**** DATA EXTRACT ****
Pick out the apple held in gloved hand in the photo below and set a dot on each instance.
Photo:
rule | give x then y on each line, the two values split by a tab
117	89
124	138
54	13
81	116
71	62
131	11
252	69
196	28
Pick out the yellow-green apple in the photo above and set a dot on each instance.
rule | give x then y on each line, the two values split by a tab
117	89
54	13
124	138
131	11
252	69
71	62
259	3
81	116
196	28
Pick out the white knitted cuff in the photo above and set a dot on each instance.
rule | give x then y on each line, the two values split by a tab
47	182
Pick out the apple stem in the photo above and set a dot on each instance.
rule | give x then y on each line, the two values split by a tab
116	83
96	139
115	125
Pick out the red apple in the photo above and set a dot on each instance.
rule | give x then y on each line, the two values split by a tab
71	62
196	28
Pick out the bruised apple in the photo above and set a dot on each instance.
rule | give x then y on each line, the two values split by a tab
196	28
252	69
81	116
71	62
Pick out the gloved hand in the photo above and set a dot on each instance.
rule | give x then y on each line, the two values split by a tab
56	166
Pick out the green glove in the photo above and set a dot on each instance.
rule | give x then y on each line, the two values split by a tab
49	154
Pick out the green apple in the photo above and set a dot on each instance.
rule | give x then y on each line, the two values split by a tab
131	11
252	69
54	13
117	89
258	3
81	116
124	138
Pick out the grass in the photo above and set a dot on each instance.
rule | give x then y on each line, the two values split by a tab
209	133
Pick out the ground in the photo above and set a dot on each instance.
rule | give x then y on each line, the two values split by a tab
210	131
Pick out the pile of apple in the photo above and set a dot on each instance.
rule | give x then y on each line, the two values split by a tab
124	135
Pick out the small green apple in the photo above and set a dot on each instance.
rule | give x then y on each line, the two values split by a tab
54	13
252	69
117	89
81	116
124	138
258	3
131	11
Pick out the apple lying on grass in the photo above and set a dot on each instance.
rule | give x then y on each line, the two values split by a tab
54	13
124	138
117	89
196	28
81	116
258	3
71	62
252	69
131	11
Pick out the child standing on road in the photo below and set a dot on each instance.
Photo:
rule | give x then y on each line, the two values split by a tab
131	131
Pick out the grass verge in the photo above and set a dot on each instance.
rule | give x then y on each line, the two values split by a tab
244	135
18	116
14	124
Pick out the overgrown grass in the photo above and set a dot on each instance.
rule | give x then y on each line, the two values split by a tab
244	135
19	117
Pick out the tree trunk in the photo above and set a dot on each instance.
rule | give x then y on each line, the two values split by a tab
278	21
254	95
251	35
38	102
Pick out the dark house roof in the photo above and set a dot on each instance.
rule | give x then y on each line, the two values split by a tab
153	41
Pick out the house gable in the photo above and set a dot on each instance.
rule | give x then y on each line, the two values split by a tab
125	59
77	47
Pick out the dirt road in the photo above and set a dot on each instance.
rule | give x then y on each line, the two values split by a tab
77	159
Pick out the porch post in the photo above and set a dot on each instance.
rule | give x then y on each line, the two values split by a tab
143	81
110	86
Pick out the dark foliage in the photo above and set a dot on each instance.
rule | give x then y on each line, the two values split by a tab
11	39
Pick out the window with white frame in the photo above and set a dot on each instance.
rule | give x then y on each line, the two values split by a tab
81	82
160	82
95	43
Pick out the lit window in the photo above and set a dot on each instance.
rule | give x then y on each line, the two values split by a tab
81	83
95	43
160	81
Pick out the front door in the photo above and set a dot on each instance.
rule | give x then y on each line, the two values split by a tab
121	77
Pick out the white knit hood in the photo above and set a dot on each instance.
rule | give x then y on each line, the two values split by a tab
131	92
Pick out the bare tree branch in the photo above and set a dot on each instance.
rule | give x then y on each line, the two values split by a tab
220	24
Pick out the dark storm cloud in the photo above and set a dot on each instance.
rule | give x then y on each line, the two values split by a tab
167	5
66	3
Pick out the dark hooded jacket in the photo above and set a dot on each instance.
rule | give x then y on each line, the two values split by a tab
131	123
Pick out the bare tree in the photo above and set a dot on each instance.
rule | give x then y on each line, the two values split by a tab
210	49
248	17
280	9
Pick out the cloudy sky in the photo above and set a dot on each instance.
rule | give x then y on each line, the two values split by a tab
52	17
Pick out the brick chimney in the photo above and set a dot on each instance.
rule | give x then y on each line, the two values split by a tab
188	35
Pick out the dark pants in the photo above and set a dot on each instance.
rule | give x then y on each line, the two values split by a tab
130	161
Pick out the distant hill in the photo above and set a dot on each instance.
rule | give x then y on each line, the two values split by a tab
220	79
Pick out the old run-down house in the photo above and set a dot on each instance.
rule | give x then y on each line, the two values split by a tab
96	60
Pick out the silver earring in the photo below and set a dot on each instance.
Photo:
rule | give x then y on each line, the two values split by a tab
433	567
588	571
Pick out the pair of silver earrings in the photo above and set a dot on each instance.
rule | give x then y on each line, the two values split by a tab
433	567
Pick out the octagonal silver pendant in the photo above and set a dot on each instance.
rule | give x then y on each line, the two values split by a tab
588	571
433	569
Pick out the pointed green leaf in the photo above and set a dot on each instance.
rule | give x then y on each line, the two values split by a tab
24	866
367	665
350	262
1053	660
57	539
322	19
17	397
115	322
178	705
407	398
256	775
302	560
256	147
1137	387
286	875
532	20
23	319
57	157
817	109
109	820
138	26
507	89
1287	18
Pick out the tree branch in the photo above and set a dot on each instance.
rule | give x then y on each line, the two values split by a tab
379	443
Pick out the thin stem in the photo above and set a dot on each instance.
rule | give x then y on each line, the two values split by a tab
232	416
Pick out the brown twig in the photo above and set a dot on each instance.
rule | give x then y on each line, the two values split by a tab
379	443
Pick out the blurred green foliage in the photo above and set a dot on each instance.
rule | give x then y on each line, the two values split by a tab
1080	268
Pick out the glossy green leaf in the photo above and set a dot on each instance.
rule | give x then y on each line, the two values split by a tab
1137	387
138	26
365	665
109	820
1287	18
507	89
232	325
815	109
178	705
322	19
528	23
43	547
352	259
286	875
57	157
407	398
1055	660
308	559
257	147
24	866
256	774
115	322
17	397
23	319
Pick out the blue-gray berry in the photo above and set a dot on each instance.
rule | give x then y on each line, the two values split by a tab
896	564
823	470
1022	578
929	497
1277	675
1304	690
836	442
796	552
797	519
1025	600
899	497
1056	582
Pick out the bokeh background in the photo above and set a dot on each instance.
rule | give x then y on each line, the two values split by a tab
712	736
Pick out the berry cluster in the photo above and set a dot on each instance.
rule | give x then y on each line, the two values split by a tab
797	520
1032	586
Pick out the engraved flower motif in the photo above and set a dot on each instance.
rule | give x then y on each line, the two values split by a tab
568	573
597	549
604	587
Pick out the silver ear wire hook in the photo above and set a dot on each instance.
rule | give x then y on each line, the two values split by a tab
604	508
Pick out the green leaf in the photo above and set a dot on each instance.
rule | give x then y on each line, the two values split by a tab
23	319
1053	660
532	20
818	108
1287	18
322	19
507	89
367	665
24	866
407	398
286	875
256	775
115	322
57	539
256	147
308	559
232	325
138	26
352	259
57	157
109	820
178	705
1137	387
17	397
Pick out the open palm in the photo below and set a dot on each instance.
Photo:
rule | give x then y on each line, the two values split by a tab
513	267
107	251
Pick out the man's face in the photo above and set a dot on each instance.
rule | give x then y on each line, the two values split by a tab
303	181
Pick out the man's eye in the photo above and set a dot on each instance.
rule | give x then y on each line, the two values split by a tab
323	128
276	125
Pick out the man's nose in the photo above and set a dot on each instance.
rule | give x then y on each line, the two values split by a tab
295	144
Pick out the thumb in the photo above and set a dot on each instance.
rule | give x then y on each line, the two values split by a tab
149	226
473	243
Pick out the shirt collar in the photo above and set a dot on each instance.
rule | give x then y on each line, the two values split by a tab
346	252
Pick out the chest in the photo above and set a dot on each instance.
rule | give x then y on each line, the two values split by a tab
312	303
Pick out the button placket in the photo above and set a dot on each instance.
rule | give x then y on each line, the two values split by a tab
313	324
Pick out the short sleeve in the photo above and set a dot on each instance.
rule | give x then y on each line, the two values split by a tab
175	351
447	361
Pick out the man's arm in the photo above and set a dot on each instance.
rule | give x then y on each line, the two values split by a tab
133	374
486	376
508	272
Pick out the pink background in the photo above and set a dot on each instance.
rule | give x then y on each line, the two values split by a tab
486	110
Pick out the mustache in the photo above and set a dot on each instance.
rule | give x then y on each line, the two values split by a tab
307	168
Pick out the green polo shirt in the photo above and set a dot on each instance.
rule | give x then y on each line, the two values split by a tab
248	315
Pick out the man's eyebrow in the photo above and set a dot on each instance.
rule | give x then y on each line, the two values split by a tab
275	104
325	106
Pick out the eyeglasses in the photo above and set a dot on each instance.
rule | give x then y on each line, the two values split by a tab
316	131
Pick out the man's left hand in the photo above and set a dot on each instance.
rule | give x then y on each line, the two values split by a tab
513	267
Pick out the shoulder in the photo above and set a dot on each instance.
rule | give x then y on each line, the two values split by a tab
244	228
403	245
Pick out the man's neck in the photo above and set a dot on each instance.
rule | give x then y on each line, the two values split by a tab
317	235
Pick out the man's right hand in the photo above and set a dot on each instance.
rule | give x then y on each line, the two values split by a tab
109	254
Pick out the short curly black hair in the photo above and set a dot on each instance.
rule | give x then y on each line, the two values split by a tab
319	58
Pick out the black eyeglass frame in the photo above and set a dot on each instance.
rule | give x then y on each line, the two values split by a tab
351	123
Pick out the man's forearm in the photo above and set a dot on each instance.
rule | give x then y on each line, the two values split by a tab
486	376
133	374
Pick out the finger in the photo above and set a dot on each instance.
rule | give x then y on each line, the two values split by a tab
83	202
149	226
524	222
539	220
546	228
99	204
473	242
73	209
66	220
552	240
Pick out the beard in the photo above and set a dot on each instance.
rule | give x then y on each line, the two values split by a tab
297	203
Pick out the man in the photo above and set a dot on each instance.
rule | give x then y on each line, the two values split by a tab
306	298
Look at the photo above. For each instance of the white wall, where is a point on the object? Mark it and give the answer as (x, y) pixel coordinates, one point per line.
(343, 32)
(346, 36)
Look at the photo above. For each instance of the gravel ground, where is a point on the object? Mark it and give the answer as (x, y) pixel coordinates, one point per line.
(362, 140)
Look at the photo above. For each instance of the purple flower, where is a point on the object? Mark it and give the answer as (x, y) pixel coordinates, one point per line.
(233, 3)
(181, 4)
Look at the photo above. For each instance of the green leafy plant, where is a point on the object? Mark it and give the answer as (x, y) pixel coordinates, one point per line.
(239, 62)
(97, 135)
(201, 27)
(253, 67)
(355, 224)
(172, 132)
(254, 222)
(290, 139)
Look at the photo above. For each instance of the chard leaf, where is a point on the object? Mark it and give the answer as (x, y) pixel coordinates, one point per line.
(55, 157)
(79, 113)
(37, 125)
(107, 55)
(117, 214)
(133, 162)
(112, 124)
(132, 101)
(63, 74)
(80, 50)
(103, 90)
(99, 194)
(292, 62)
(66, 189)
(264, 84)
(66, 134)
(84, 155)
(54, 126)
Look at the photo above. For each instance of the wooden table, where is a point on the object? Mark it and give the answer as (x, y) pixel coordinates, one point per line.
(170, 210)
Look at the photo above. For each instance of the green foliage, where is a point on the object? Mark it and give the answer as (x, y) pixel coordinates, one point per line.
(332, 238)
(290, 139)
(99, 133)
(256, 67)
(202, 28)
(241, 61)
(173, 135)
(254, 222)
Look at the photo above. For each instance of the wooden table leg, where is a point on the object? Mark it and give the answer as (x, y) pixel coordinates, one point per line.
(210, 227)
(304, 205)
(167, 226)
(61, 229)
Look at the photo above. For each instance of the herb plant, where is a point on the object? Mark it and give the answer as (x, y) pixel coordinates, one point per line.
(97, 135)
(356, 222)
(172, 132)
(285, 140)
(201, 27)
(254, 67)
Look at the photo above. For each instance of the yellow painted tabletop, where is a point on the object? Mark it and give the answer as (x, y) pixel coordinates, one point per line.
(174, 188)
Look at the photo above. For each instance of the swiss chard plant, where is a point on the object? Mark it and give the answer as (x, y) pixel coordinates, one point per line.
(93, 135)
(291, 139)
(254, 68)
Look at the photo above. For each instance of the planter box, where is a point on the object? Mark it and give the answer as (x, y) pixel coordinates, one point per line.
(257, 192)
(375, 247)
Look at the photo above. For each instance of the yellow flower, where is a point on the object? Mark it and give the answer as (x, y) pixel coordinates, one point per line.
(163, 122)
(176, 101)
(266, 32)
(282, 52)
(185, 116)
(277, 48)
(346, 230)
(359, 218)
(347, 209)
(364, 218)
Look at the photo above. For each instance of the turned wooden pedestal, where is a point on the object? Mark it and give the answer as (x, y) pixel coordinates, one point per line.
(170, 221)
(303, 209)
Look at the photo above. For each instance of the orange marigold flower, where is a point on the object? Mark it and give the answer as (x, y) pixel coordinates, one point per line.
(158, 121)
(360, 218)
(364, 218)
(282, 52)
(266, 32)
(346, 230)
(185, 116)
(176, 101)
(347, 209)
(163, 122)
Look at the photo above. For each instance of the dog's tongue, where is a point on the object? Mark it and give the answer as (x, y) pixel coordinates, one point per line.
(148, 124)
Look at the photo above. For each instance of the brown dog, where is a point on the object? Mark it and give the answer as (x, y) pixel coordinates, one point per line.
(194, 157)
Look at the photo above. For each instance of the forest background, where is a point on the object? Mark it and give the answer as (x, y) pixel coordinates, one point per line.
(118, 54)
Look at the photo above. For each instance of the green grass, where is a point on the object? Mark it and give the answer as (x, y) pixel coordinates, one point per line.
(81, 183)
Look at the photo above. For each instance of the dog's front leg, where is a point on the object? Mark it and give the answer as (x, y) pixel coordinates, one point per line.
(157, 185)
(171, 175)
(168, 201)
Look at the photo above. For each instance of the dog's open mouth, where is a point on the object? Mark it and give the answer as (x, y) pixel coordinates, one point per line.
****
Print from the line containing "Look at the photo above. For each instance of the planter" to the last line above, exactly as written.

Look at the photo above. For each instance of the planter box, where is a point on the object? Mark it and give the answer as (x, y) pixel coordinates, one point per line.
(257, 192)
(375, 247)
Look at the photo above. For each instance of the yellow flower, where is a point on the object? Mark it and give the answer as (x, y) pixel coordinates, one point per line.
(163, 122)
(176, 101)
(266, 32)
(282, 52)
(185, 116)
(277, 48)
(346, 230)
(359, 218)
(347, 209)
(364, 218)
Look at the photo above. For each instance of the turned wooden pedestal, where is a point on the object? Mark it and give the answer as (x, y) pixel coordinates, one point per line.
(170, 221)
(303, 209)
Look at the photo above. For each instance of the orange marigold flower, where is a point on the object? Mark it and give the answer as (x, y) pixel coordinates, one point per line.
(158, 121)
(360, 218)
(364, 218)
(282, 52)
(266, 32)
(346, 230)
(185, 116)
(176, 101)
(347, 209)
(163, 122)
Look at the photo above. For each instance of the dog's tongue, where is a point on the object? Mark it and give the answer as (x, y) pixel coordinates, one point per line.
(148, 124)
Look at the photo above. For each instance of the brown dog, where is a point on the object? Mark it and give the answer as (x, y) pixel coordinates, one point per line.
(194, 157)
Look at the photo above. For each instance of the forest background, where is a point on the object? Mark it and give the answer as (x, y) pixel coordinates, one point per line.
(118, 54)
Look at the photo above. For each instance of the green grass, where is a point on the object? Mark it and give the answer as (x, y) pixel coordinates, one point per line.
(81, 183)
Look at the photo above. For each instance of the dog's front leg, where is a point on the object? Mark it and give the answer as (x, y) pixel coordinates, one point per line.
(157, 185)
(171, 175)
(168, 201)
Look at the photo above. For each instance of the dog's open mouth, where is a point on the object? Mark it and give the answer as (x, y) pixel coordinates, one point per line.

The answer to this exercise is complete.